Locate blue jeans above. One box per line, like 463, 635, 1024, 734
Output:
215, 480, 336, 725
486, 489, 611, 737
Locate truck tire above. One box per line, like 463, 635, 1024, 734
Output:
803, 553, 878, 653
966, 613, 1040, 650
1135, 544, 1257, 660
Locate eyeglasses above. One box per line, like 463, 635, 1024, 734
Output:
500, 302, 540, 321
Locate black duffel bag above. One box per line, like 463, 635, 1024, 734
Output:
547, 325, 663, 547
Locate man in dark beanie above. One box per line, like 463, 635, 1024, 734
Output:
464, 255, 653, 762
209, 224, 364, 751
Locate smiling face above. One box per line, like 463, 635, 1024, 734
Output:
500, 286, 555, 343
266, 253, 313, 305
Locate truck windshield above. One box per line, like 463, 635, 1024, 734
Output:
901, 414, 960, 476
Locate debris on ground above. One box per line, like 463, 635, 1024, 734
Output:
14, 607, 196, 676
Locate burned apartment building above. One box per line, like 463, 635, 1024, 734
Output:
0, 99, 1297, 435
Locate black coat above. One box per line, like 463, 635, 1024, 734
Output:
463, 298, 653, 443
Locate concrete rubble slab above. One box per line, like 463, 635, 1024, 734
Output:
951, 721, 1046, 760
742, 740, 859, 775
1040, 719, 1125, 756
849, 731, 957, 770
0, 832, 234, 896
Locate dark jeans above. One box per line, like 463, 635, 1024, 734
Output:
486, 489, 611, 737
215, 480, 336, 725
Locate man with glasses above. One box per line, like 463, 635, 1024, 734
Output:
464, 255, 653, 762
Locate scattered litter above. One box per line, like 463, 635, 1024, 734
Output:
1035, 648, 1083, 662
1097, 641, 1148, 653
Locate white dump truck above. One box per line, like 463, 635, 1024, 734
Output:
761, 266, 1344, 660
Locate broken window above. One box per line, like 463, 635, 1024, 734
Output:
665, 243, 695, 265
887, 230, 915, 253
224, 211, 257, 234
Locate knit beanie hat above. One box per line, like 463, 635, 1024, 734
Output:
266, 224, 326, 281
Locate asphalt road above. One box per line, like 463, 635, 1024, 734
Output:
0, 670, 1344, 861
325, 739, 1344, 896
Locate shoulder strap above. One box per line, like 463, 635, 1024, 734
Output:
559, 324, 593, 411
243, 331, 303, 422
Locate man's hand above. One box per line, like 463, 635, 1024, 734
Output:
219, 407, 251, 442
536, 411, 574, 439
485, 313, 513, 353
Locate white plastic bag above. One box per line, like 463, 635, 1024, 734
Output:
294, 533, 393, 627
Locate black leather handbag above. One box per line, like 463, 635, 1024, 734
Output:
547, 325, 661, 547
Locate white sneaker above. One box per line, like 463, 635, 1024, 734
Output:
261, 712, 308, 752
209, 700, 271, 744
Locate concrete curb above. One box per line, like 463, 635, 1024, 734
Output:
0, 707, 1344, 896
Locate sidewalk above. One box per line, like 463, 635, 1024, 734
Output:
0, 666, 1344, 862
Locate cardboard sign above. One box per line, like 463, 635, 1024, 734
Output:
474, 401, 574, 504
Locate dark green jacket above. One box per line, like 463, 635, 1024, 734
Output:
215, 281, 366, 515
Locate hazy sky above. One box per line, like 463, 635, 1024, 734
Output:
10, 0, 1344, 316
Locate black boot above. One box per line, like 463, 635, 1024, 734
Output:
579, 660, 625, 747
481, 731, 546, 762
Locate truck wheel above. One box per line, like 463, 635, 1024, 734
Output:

------

§ **What is being asked**: Output the records again word for word, from the line containing "Locate asphalt road" through the line containing "0, 666, 1344, 862", both of those lines included.

§ **Result for this task**:
Locate asphalt road above. One box per line, like 463, 635, 1024, 734
Output:
0, 670, 1344, 861
325, 739, 1344, 896
Locate shoulder strap above. One box per line, like 463, 635, 1024, 734
Output:
559, 324, 593, 411
243, 331, 303, 422
Locate man's hand above. One box per line, like 463, 635, 1024, 734
Output:
219, 407, 251, 442
536, 411, 574, 439
485, 313, 513, 353
Locate white plastic bag above. One box per line, like 463, 635, 1024, 734
Output:
294, 533, 393, 627
Locate black leather handbag above. One box per line, like 463, 635, 1024, 734
Output:
547, 325, 661, 547
Locate white sneaker above. One box per line, like 463, 635, 1024, 734
Output:
261, 712, 308, 752
209, 700, 271, 744
Locate concrete curb above. One box per line, like 463, 635, 1024, 734
Output:
0, 707, 1344, 896
Locate sidewalk above. One box per line, like 463, 635, 1024, 734
Output:
0, 666, 1344, 862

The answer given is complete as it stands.